[Data items]
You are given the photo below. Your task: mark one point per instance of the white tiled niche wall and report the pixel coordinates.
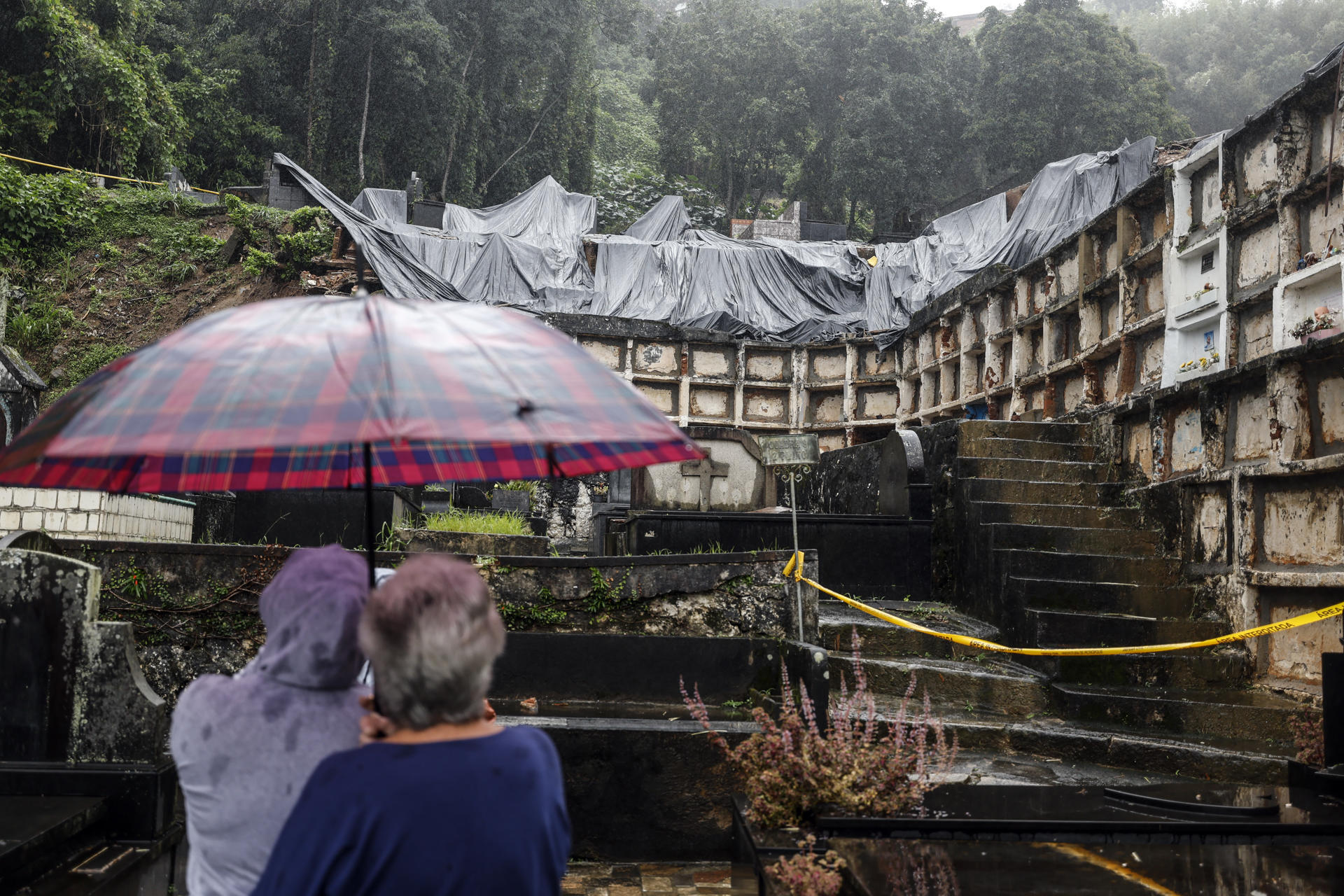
(96, 514)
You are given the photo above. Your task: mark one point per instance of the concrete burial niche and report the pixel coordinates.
(86, 793)
(867, 512)
(732, 479)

**Instructions to follow**
In the copy you write, the data above must appear exactly, with no pictures.

**Answer to the exercise**
You are given the photo below. Your task: mark one point per instance of the white tiled niche wall and report the pixel coordinates.
(96, 514)
You are given the photo above. Your task: mark one point per instance of the concrete burial niche and report the pixel coordinates.
(86, 793)
(867, 512)
(732, 479)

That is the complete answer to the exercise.